### Aim
Turn everything from the start of the records down to the line containing "[[[3,209],[286,209],[166,176],[122,172],[0,141]]]" into a numbered list, omitting blank lines.

(Mask labeling examples)
------------------------------------------------------------------------

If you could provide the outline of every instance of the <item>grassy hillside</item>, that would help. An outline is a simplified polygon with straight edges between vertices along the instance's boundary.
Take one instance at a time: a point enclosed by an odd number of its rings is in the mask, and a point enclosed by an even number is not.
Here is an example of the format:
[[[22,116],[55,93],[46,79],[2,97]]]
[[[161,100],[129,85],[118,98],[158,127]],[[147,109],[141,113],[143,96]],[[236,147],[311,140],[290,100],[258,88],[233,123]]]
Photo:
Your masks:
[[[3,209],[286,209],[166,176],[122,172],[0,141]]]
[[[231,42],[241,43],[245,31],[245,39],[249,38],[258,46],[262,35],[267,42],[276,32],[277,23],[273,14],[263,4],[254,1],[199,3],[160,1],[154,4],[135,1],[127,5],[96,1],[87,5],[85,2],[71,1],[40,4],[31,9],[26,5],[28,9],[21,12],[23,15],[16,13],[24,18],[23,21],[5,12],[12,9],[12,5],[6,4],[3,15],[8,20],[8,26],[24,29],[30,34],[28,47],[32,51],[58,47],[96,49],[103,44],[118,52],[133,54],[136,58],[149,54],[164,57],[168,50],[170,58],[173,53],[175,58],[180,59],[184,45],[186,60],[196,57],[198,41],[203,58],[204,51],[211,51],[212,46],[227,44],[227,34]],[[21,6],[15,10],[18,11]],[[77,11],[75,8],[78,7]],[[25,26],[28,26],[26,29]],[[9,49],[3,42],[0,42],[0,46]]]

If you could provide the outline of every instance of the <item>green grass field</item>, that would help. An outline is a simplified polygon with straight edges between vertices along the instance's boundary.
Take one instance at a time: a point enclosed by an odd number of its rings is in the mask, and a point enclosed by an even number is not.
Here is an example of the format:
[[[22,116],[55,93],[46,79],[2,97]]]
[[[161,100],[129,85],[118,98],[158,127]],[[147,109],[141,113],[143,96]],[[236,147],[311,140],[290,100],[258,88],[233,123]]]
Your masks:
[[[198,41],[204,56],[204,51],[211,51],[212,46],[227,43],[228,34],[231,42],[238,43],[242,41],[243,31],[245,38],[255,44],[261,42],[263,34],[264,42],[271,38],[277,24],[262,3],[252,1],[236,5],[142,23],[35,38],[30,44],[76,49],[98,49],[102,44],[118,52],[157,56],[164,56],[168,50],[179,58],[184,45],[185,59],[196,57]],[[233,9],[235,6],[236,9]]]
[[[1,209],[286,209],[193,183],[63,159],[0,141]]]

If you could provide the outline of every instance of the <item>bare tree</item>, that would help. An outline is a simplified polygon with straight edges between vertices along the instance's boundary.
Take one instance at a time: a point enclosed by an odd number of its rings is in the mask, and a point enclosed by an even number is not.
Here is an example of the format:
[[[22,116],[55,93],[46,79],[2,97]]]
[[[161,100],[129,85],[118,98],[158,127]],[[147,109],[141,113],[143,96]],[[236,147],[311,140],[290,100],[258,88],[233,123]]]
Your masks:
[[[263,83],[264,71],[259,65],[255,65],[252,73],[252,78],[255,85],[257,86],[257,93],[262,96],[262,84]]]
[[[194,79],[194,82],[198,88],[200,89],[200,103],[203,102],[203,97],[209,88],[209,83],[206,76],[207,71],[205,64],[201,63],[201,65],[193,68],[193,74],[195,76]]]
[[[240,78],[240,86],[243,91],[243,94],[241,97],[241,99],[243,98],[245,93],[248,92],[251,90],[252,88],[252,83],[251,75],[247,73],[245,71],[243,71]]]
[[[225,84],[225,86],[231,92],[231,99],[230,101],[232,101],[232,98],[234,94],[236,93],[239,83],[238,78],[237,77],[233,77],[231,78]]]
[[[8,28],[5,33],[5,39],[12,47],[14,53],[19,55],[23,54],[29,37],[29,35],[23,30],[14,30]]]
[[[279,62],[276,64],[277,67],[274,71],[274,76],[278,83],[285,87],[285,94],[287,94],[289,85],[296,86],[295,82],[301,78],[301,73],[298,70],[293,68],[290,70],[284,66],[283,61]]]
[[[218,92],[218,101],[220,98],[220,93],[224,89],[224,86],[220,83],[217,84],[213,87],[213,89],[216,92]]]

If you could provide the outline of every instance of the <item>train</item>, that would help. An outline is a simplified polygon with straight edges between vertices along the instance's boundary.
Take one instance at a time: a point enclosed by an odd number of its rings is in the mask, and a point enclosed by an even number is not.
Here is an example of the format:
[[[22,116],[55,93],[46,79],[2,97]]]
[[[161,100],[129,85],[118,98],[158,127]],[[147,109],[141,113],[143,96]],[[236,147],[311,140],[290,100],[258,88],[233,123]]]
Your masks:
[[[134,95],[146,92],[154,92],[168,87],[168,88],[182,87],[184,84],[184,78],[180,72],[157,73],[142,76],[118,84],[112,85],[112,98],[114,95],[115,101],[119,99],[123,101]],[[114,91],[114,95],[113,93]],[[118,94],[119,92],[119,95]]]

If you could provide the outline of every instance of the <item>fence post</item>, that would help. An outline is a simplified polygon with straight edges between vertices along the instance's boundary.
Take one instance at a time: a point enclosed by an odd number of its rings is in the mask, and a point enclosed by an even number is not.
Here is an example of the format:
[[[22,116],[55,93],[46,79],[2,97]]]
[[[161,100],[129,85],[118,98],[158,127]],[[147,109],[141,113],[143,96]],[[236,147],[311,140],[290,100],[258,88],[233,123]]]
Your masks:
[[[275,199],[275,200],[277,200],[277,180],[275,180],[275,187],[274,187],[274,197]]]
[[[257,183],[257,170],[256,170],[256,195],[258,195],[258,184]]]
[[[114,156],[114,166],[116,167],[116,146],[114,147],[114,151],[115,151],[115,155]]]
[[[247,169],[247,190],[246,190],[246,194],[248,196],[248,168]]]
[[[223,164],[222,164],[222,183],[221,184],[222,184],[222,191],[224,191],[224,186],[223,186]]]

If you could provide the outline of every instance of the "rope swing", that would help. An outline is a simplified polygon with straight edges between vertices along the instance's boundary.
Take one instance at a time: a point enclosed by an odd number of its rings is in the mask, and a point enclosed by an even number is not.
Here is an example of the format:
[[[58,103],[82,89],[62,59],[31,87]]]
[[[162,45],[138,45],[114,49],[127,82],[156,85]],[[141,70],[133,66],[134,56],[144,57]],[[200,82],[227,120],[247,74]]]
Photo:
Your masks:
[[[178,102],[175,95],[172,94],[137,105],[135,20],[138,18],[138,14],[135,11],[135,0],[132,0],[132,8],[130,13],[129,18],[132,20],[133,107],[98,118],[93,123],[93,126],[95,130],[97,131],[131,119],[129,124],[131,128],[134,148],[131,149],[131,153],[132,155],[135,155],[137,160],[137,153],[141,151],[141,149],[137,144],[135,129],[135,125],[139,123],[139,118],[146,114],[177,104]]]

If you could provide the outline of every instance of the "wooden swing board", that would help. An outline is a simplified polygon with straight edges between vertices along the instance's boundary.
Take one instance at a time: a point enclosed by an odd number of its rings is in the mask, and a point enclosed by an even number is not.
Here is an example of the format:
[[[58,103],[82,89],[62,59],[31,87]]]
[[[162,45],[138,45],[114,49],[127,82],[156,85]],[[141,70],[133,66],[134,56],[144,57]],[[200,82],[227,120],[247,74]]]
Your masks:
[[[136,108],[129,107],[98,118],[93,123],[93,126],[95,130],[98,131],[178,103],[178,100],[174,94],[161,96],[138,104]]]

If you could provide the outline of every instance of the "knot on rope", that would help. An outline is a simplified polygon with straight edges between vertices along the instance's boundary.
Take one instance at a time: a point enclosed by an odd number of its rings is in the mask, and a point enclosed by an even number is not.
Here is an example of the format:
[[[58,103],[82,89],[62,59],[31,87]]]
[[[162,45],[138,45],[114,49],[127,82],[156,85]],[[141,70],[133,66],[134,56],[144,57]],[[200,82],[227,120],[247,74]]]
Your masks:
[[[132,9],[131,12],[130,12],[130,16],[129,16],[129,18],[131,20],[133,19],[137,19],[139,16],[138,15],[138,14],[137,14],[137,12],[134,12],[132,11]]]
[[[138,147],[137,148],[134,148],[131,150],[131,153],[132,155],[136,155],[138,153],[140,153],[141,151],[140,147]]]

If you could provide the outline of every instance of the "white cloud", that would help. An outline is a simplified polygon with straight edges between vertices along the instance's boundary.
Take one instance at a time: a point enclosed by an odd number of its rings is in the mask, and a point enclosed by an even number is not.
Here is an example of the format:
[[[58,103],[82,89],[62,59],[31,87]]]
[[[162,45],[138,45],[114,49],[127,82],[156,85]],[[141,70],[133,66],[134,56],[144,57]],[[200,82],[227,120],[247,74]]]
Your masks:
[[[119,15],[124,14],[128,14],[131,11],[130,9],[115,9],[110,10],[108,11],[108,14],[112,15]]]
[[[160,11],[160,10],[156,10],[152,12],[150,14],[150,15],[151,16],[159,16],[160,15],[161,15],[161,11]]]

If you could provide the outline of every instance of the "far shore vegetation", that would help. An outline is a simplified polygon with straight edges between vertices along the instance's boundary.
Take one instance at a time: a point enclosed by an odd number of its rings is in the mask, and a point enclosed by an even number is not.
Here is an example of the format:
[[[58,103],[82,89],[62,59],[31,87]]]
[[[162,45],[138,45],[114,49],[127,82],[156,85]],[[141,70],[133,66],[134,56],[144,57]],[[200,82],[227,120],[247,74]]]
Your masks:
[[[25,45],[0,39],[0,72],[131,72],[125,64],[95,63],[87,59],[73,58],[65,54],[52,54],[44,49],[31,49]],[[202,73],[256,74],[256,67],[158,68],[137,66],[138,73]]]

------------------------------------------------------------------------

### Solution below
1. If you could provide the outline of every instance of the <item>grassy hillside</item>, that would help. An outline is a simplified polygon with straight edges between vertices along the instance's boundary.
2. Take one instance at a time: a point enclosed by an odd number of its rings is in the mask, and a point enclosed by an even number is not.
3. Here is an example of the format:
4. [[[22,116],[55,93],[46,79],[2,97]]]
5. [[[161,100],[129,85],[118,98],[158,127]],[[147,109],[141,113],[143,96]],[[236,147],[311,140],[290,100],[258,88],[233,123]]]
6. Photo:
7. Your masks:
8. [[[3,209],[286,209],[166,176],[122,172],[0,141]]]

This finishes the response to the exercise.